[start ENTRIES SHOWN]
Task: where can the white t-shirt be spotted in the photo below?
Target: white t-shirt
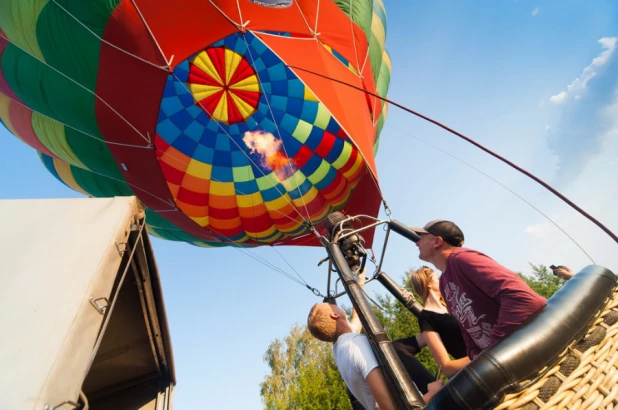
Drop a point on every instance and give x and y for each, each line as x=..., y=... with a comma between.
x=355, y=360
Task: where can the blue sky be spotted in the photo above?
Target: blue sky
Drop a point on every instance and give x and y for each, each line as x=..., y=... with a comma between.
x=536, y=81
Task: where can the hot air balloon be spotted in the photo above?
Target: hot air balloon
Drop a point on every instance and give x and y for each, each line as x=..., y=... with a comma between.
x=229, y=120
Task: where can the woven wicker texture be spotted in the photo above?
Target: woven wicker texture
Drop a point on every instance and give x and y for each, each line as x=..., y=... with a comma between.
x=586, y=377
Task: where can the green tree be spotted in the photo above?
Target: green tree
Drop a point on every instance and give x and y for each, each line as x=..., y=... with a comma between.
x=542, y=280
x=303, y=375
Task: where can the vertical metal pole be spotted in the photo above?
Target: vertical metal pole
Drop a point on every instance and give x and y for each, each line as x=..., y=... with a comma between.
x=401, y=294
x=403, y=392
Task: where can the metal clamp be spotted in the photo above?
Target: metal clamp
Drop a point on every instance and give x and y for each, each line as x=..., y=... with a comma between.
x=122, y=245
x=48, y=406
x=100, y=309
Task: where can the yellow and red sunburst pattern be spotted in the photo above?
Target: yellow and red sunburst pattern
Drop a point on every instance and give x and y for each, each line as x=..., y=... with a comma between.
x=224, y=85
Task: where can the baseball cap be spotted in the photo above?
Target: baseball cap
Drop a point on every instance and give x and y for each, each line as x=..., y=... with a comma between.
x=447, y=230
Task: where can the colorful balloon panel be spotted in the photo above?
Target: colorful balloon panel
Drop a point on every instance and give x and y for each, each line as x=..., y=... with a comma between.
x=218, y=118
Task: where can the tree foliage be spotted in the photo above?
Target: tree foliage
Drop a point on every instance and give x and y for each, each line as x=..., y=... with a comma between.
x=303, y=374
x=543, y=281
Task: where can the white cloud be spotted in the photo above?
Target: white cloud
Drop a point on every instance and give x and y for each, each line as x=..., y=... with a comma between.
x=609, y=114
x=558, y=98
x=538, y=230
x=578, y=86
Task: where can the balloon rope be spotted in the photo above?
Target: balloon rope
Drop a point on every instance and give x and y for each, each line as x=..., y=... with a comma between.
x=476, y=144
x=160, y=67
x=81, y=86
x=168, y=62
x=75, y=129
x=503, y=186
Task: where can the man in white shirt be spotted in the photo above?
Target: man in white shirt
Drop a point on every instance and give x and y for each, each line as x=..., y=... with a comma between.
x=355, y=360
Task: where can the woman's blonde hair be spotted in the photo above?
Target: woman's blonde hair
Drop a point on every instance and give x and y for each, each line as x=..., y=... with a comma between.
x=420, y=280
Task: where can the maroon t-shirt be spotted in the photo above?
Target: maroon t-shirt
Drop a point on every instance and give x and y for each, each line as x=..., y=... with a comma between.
x=488, y=300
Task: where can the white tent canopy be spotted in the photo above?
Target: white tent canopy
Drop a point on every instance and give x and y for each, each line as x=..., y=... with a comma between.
x=57, y=257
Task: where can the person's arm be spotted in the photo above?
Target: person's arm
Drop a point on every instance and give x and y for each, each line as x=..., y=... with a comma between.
x=432, y=389
x=440, y=355
x=420, y=340
x=377, y=384
x=517, y=301
x=563, y=272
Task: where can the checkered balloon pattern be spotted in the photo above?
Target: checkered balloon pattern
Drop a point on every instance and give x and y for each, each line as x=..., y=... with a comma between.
x=245, y=146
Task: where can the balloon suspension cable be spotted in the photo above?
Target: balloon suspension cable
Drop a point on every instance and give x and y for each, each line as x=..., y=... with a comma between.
x=551, y=221
x=476, y=144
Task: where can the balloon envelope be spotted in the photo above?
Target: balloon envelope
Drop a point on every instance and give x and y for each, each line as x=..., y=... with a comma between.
x=222, y=117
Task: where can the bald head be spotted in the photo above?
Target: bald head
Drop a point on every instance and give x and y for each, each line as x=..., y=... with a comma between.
x=321, y=323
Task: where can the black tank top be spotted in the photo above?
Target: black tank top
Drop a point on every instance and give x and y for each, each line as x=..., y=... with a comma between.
x=446, y=326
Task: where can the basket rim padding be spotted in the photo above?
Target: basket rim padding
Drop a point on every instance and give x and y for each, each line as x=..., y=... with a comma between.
x=535, y=346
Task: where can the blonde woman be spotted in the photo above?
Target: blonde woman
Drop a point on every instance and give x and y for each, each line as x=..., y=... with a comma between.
x=439, y=329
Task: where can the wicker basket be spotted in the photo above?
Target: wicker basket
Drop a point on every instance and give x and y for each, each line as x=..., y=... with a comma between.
x=585, y=377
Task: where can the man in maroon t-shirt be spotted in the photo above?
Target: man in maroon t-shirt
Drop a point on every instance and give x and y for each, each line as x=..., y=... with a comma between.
x=488, y=300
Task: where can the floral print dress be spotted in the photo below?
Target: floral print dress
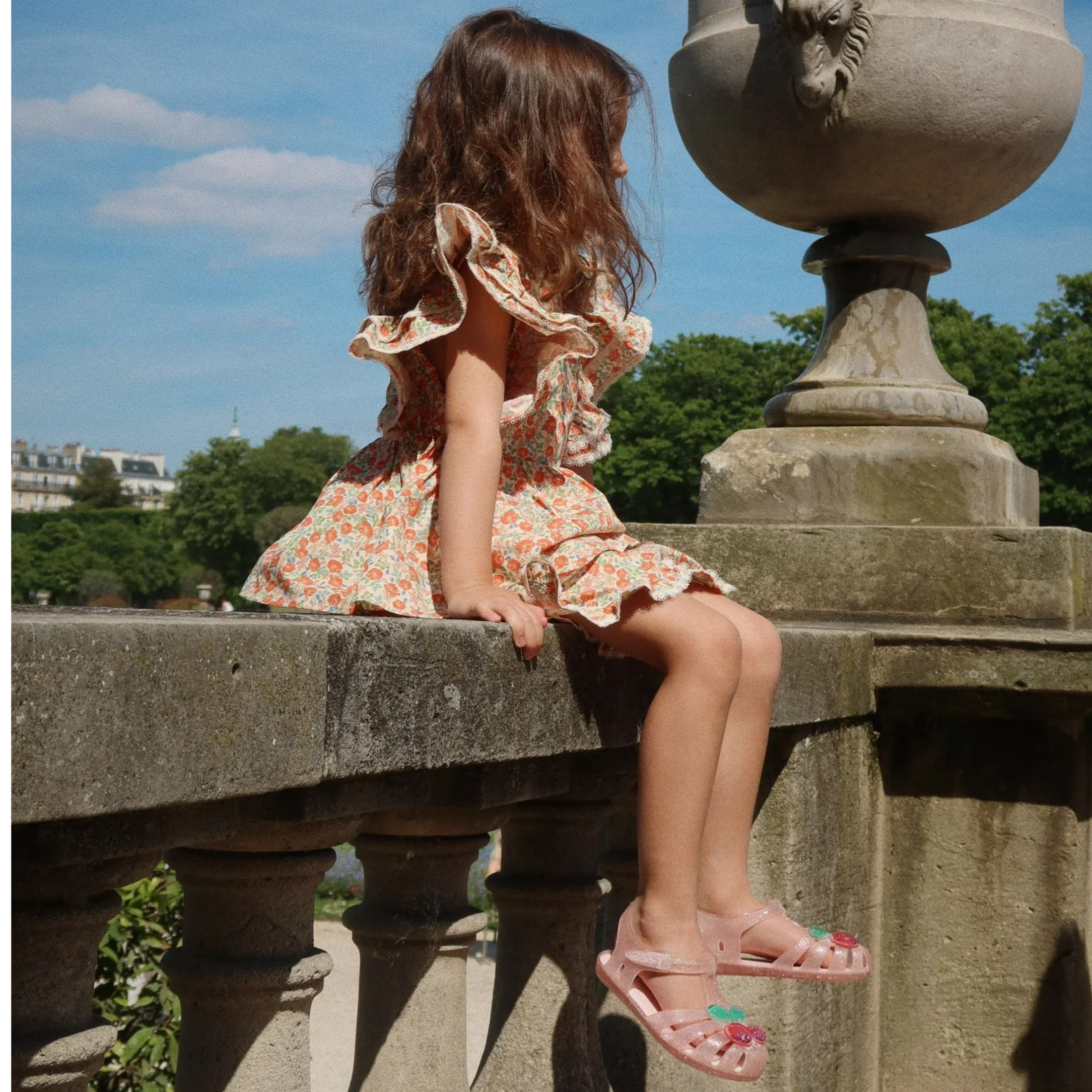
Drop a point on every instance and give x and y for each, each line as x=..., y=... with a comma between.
x=370, y=543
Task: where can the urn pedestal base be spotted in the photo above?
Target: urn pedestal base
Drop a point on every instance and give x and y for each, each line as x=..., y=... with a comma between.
x=878, y=476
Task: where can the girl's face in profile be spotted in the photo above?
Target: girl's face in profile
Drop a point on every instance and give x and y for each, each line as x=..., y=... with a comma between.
x=618, y=165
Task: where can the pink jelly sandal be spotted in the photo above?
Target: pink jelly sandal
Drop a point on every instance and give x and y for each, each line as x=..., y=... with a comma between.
x=850, y=960
x=714, y=1040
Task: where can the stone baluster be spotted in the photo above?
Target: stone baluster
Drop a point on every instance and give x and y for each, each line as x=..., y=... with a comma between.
x=58, y=920
x=618, y=864
x=248, y=970
x=414, y=930
x=543, y=1031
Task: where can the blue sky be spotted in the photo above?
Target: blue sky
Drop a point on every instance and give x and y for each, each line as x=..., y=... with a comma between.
x=184, y=235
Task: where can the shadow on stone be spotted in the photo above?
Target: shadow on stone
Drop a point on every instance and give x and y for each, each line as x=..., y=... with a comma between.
x=1056, y=1051
x=932, y=745
x=613, y=694
x=625, y=1055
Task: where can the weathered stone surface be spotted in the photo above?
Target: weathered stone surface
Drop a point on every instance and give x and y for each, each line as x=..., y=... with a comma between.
x=998, y=576
x=1028, y=661
x=547, y=892
x=247, y=969
x=884, y=476
x=58, y=1042
x=129, y=710
x=317, y=700
x=875, y=363
x=985, y=983
x=955, y=108
x=435, y=694
x=414, y=931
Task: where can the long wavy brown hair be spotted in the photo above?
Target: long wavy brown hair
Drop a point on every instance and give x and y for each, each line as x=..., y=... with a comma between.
x=517, y=119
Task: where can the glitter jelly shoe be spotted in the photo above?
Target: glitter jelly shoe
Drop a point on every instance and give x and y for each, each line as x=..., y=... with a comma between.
x=713, y=1040
x=850, y=960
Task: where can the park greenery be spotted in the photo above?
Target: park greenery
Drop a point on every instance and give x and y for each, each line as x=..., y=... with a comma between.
x=696, y=390
x=690, y=394
x=132, y=989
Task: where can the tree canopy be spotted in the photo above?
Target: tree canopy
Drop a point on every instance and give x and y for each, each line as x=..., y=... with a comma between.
x=694, y=391
x=689, y=395
x=99, y=486
x=686, y=399
x=223, y=492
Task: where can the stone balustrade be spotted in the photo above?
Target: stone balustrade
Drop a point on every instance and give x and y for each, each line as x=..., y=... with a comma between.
x=927, y=787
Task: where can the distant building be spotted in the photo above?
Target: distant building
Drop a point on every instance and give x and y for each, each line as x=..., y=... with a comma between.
x=39, y=478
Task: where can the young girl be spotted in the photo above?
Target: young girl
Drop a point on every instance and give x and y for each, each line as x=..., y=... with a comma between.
x=500, y=270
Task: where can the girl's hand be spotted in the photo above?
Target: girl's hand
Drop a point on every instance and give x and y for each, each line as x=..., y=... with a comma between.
x=499, y=604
[end ENTRIES SHOWN]
**SHORT TASK**
Could you give the entries as a numbered list, starting with the first line and going on through the line with "x=229, y=120", both ends included? Drop any blank lines and leave the pictures out.

**OUTPUT FOR THIS EXERCISE**
1. Task: where can the white t-shirt be spotted in the photo below?
2. Target: white t-shirt
3. Drop a point on every instance and give x and y for each, each line as x=..., y=... with a comma between.
4. x=355, y=360
5. Task: where can the blue sky be spotted in the photo above?
6. Target: blue sky
7. Drop a point on every instance and give x and y for each, each line as x=..., y=... with a comma between.
8. x=536, y=81
9. Task: where can the hot air balloon be spotted in the photo above?
10. Target: hot air balloon
11. Drop a point on every instance and give x and y for each, each line as x=..., y=... with a comma between.
12. x=229, y=120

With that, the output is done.